* [Stored data entries]:
# # # # # # #

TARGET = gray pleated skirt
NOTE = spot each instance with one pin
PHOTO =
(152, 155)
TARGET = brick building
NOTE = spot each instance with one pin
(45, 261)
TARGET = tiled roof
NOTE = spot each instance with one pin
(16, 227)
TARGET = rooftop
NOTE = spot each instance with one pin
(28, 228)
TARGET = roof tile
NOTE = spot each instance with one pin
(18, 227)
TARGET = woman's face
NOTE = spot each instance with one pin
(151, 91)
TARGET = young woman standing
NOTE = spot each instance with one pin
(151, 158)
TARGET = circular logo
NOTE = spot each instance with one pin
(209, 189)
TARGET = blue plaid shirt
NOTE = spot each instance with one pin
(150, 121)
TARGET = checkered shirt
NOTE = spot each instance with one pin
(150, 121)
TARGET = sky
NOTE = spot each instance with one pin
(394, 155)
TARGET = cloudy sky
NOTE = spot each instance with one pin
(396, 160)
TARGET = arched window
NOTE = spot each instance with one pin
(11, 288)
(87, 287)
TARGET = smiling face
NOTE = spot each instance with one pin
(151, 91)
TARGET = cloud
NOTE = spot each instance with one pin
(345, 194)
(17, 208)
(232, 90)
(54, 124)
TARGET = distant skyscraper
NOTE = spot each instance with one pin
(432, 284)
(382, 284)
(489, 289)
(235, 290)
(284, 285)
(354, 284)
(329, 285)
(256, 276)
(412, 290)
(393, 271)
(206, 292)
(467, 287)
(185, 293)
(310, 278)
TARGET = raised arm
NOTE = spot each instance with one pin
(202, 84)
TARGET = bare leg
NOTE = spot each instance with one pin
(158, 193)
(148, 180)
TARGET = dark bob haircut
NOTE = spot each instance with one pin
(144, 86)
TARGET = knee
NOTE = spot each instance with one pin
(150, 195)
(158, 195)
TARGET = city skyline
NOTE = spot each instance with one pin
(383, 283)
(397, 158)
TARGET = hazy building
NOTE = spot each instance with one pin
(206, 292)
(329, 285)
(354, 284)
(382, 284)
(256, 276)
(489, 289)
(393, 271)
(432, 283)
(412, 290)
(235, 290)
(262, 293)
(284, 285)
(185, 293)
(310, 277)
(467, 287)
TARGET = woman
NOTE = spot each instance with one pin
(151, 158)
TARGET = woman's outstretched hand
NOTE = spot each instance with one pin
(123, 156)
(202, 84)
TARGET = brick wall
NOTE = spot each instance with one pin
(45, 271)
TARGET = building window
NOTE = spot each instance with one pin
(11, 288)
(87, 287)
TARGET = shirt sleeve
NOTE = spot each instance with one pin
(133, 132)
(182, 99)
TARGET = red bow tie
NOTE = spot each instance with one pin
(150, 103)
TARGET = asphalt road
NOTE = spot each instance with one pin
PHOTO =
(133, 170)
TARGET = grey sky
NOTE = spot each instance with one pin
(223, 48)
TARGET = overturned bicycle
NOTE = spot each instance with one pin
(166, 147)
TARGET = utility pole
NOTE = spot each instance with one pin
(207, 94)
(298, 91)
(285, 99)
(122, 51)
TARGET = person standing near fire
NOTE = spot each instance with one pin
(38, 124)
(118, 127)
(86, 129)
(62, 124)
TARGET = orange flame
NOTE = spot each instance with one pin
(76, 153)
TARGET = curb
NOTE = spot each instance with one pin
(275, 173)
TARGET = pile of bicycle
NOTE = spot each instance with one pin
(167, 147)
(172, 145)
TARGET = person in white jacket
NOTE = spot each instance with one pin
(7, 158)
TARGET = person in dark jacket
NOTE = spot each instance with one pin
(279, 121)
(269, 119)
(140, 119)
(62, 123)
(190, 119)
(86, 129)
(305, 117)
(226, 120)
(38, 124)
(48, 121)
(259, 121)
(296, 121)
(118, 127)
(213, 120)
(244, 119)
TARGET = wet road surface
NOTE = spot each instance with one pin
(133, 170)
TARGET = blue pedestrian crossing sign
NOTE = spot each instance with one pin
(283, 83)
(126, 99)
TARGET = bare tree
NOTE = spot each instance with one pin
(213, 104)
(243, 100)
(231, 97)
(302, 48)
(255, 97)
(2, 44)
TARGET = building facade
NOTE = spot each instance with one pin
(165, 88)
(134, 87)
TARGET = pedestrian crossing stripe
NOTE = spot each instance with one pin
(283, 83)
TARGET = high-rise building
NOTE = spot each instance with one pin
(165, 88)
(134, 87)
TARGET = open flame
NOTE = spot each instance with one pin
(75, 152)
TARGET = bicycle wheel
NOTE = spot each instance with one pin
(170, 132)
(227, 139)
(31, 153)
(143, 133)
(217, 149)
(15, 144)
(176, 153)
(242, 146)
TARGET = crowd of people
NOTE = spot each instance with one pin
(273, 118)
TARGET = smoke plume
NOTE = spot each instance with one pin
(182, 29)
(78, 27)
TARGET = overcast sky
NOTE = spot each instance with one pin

# # # # # # #

* [TASK INSTRUCTIONS]: After identifying the lines above that contain "bicycle", copy each one.

* [OUTPUT BELOW]:
TARGET = overturned bicycle
TARGET = pile of bicycle
TARGET = bicycle wheel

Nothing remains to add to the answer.